Exercise requirements:
Could every line below be transcribed exactly, with the pictures dropped?

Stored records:
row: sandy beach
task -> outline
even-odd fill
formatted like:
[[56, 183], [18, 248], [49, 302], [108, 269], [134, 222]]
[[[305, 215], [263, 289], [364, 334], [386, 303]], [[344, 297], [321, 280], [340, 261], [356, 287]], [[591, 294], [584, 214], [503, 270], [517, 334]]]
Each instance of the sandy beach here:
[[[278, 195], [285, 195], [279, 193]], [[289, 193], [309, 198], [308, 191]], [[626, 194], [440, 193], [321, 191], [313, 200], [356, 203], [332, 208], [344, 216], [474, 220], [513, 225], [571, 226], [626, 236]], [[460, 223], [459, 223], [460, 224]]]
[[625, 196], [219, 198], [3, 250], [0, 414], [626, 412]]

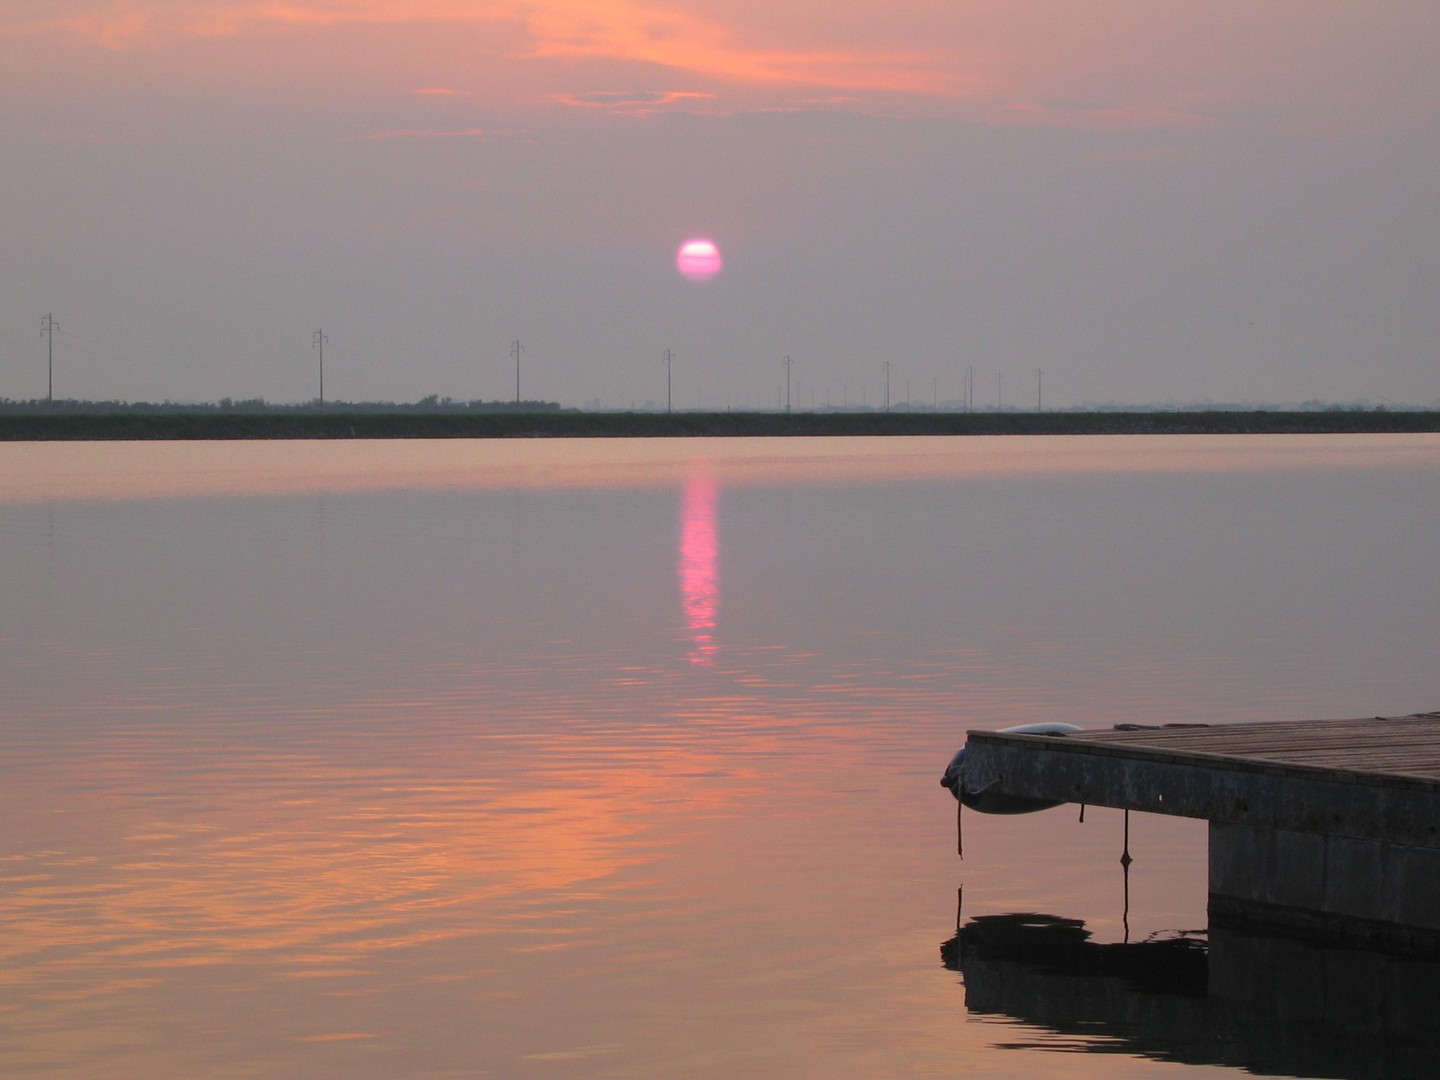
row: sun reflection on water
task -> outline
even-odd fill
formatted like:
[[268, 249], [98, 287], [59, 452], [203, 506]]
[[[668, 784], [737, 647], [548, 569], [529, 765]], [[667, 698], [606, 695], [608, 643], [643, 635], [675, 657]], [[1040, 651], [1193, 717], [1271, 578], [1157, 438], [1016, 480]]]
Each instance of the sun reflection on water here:
[[720, 603], [718, 495], [714, 480], [695, 476], [686, 482], [680, 504], [680, 591], [693, 641], [690, 662], [697, 667], [708, 667], [715, 658], [715, 614]]

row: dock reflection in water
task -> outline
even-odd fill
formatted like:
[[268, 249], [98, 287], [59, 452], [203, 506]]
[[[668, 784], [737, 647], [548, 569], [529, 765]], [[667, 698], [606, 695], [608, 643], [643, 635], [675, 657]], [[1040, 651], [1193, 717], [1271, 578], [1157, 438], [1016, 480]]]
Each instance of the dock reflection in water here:
[[1078, 919], [971, 919], [940, 946], [972, 1017], [1066, 1036], [1024, 1050], [1138, 1054], [1268, 1076], [1434, 1076], [1440, 964], [1212, 928], [1099, 944]]

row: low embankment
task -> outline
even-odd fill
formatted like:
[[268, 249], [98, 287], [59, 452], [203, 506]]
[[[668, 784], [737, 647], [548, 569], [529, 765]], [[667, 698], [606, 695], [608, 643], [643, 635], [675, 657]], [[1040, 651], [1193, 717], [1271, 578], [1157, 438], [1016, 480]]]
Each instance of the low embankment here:
[[774, 435], [1163, 435], [1440, 431], [1440, 412], [0, 414], [0, 440], [504, 439]]

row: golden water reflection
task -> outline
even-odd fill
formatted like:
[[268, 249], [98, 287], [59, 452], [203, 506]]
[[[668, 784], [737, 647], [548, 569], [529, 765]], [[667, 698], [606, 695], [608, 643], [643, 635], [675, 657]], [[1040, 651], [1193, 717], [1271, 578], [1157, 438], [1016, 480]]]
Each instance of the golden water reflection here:
[[509, 1017], [510, 1056], [544, 1052], [543, 1025], [504, 1003], [537, 1000], [561, 956], [608, 968], [596, 911], [623, 924], [673, 896], [657, 859], [743, 800], [747, 770], [663, 737], [469, 726], [4, 740], [0, 1074], [185, 1075], [171, 1047], [203, 1057], [195, 1028], [215, 1041], [200, 1074], [279, 1054], [270, 1075], [300, 1075], [291, 1043], [417, 1052], [416, 996]]
[[0, 503], [836, 483], [1440, 464], [1440, 435], [864, 436], [0, 444]]

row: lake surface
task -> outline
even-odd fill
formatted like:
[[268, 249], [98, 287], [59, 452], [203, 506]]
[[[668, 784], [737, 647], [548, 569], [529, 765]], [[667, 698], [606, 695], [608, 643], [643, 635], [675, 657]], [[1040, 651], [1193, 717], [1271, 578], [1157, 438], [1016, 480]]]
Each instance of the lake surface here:
[[1433, 1073], [1428, 965], [1204, 998], [1203, 823], [938, 779], [1440, 708], [1437, 538], [1436, 436], [0, 445], [0, 1075]]

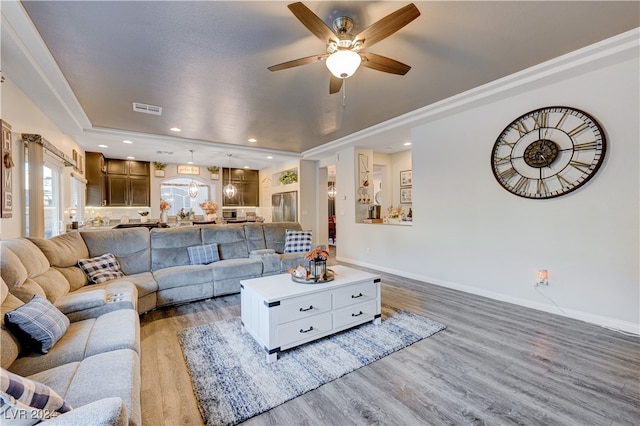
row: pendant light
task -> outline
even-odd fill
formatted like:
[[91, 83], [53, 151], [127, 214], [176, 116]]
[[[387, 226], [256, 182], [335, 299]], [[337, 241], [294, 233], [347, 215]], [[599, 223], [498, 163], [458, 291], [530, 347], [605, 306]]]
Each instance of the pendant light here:
[[[190, 149], [189, 151], [191, 152], [191, 162], [189, 164], [193, 164], [193, 150]], [[189, 187], [187, 189], [187, 192], [189, 193], [189, 197], [192, 199], [196, 198], [198, 196], [199, 190], [200, 189], [198, 188], [198, 184], [195, 183], [193, 179], [191, 179], [191, 182], [189, 182]]]
[[223, 188], [222, 192], [225, 197], [233, 198], [238, 193], [238, 188], [231, 183], [231, 154], [227, 154], [227, 157], [229, 157], [229, 167], [227, 168], [229, 170], [229, 183]]

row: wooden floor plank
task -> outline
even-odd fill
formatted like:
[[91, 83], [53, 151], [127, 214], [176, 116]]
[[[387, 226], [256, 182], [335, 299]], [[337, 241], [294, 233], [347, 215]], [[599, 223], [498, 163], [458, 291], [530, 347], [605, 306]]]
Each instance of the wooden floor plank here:
[[[640, 338], [377, 273], [382, 303], [447, 329], [245, 424], [640, 423]], [[141, 317], [145, 425], [202, 424], [177, 333], [237, 316], [239, 295]]]

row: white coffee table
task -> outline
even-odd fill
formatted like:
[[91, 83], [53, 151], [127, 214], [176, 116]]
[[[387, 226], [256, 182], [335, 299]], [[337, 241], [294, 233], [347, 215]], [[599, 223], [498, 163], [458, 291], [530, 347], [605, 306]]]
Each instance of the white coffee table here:
[[380, 277], [333, 266], [335, 280], [293, 282], [289, 274], [240, 281], [242, 326], [267, 354], [278, 353], [347, 328], [380, 324]]

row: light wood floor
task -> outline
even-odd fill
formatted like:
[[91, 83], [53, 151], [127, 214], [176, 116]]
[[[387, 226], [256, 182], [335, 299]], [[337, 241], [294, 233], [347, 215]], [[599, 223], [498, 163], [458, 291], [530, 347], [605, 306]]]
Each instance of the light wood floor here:
[[[380, 274], [382, 302], [447, 329], [245, 425], [637, 425], [640, 338]], [[176, 333], [240, 315], [232, 295], [141, 318], [145, 425], [200, 425]]]

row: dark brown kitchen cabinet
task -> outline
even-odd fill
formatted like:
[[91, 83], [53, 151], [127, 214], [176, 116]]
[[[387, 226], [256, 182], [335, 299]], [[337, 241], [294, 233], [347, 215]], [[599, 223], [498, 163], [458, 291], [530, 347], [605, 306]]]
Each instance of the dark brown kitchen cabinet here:
[[238, 189], [238, 193], [233, 198], [223, 196], [223, 206], [259, 206], [259, 172], [250, 169], [222, 169], [222, 187], [231, 183]]
[[107, 205], [149, 206], [149, 163], [107, 160]]
[[100, 152], [86, 152], [87, 206], [107, 205], [106, 165]]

Solved problem:
row: sandy beach
task -> outline
even-odd fill
formatted like:
[[56, 183], [18, 248], [49, 302], [108, 269], [134, 222]]
[[[305, 215], [263, 289], [364, 334], [386, 303]], [[344, 297], [321, 280], [340, 261], [356, 287]], [[591, 294], [584, 214], [503, 270], [517, 334]]]
Each instance of the sandy beach here:
[[[278, 195], [285, 195], [279, 193]], [[289, 193], [309, 198], [308, 191]], [[626, 194], [440, 193], [321, 191], [313, 200], [356, 203], [332, 208], [344, 216], [474, 220], [513, 225], [571, 226], [626, 236]], [[460, 223], [459, 223], [460, 224]]]
[[625, 196], [219, 198], [3, 250], [0, 414], [626, 412]]

row: sun reflection on water
task -> outline
even-odd fill
formatted like:
[[268, 249], [98, 287], [59, 452], [203, 506]]
[[[668, 784], [737, 647], [548, 569], [529, 765]], [[667, 698], [606, 695], [608, 643], [643, 635], [675, 657]], [[1040, 651], [1193, 717], [1271, 578], [1157, 438], [1016, 480]]]
Each instance of the sun reflection on water here:
[[720, 603], [718, 495], [714, 480], [695, 476], [686, 482], [680, 504], [680, 591], [693, 641], [690, 662], [697, 667], [708, 667], [715, 658], [715, 614]]

row: dock reflection in water
task -> outline
even-odd fill
formatted like:
[[268, 249], [98, 287], [59, 452], [203, 506]]
[[[668, 784], [737, 647], [548, 569], [529, 765]], [[667, 698], [606, 695], [608, 643], [643, 635], [675, 657]], [[1040, 651], [1193, 717], [1271, 578], [1157, 438], [1016, 480]]]
Each instance of the dock reflection in water here:
[[1078, 919], [971, 919], [940, 946], [972, 1017], [1066, 1036], [1024, 1050], [1138, 1054], [1268, 1076], [1434, 1076], [1440, 964], [1212, 928], [1099, 944]]

row: low embankment
task -> outline
even-odd fill
formatted like:
[[268, 249], [98, 287], [59, 452], [203, 506]]
[[[668, 784], [737, 647], [548, 569], [529, 765]], [[667, 698], [606, 695], [608, 643], [643, 635], [675, 657]], [[1040, 651], [1193, 717], [1271, 578], [1157, 438], [1016, 480]]]
Each instance of the low embankment here:
[[774, 435], [1163, 435], [1440, 431], [1440, 412], [0, 414], [0, 440], [504, 439]]

row: golden water reflection
task -> outline
even-odd fill
formatted like:
[[268, 249], [98, 287], [59, 452], [203, 506]]
[[[668, 784], [737, 647], [548, 569], [529, 765]], [[667, 698], [606, 695], [608, 643], [643, 635], [675, 657]], [[1040, 651], [1193, 717], [1271, 578], [1157, 438], [1016, 480]]]
Each instance of the golden water reflection here:
[[509, 1017], [510, 1056], [544, 1052], [543, 1025], [504, 1003], [537, 1000], [561, 956], [608, 968], [596, 911], [623, 924], [673, 896], [657, 859], [743, 800], [747, 770], [663, 737], [469, 726], [4, 740], [0, 1074], [185, 1075], [171, 1047], [203, 1057], [195, 1028], [215, 1041], [200, 1074], [279, 1054], [270, 1075], [300, 1075], [291, 1043], [417, 1052], [416, 996]]
[[0, 503], [836, 483], [1440, 464], [1440, 435], [864, 436], [0, 444]]

row: lake surface
task -> outline
even-odd fill
formatted like:
[[268, 249], [98, 287], [59, 452], [203, 506]]
[[[668, 784], [737, 647], [548, 569], [529, 765]], [[667, 698], [606, 695], [608, 643], [643, 635], [675, 657]], [[1040, 651], [1193, 717], [1271, 578], [1157, 438], [1016, 480]]]
Each instance of the lake surface here:
[[1433, 1073], [1428, 965], [1204, 998], [1203, 823], [938, 779], [1440, 708], [1437, 538], [1436, 436], [0, 445], [0, 1075]]

row: pendant light
task -> outline
even-odd fill
formatted like:
[[91, 83], [53, 151], [127, 214], [176, 116]]
[[[387, 226], [256, 182], [335, 299]], [[337, 241], [294, 233], [347, 215]], [[599, 223], [498, 163], [458, 291], [530, 347], [605, 306]]]
Each instance of the pendant light here:
[[[190, 149], [189, 151], [191, 152], [191, 162], [189, 164], [193, 164], [193, 150]], [[189, 187], [187, 189], [187, 192], [189, 193], [189, 197], [192, 199], [196, 198], [198, 196], [199, 190], [200, 189], [198, 188], [198, 184], [195, 183], [193, 179], [191, 179], [191, 182], [189, 182]]]
[[223, 188], [222, 192], [225, 197], [233, 198], [238, 193], [238, 188], [231, 183], [231, 154], [227, 154], [227, 157], [229, 157], [229, 167], [227, 168], [229, 170], [229, 183]]

row: wooden floor plank
task -> outline
even-odd fill
formatted like:
[[91, 83], [53, 151], [127, 214], [176, 116]]
[[[387, 226], [256, 182], [335, 299]], [[337, 241], [294, 233], [347, 215]], [[599, 223], [498, 163], [458, 291], [530, 347], [605, 306]]]
Each instance of the wooden floor plank here:
[[[640, 338], [377, 273], [382, 303], [447, 329], [245, 424], [640, 423]], [[141, 317], [145, 425], [202, 424], [177, 333], [237, 316], [239, 295]]]

row: white coffee table
task -> outline
even-odd fill
formatted like:
[[91, 83], [53, 151], [127, 214], [176, 116]]
[[[387, 226], [256, 182], [335, 299]], [[337, 241], [294, 233], [347, 215]], [[599, 223], [498, 163], [458, 291], [530, 347], [605, 306]]]
Each instance of the white coffee table here:
[[380, 277], [333, 266], [335, 280], [293, 282], [289, 274], [240, 281], [242, 326], [267, 354], [278, 353], [347, 328], [380, 324]]

row: light wood floor
task -> outline
even-odd fill
formatted like:
[[91, 83], [53, 151], [127, 214], [176, 116]]
[[[387, 226], [256, 182], [335, 299]], [[337, 241], [294, 233], [347, 215]], [[599, 223], [498, 163], [458, 291], [530, 347], [605, 306]]]
Each instance of the light wood floor here:
[[[380, 274], [382, 302], [447, 329], [245, 425], [637, 425], [640, 338]], [[176, 333], [240, 315], [232, 295], [141, 318], [145, 425], [200, 425]]]

row: dark brown kitchen cabinet
task -> outline
even-odd fill
formatted like:
[[91, 83], [53, 151], [127, 214], [176, 116]]
[[[387, 226], [256, 182], [335, 299]], [[337, 241], [294, 233], [347, 215]], [[599, 223], [498, 163], [458, 291], [530, 347], [605, 306]]]
Each instance of the dark brown kitchen cabinet here:
[[238, 189], [238, 193], [233, 198], [223, 196], [223, 206], [259, 206], [259, 172], [250, 169], [222, 169], [222, 187], [231, 183]]
[[107, 205], [149, 206], [149, 163], [107, 160]]
[[100, 152], [86, 152], [87, 206], [107, 205], [106, 165]]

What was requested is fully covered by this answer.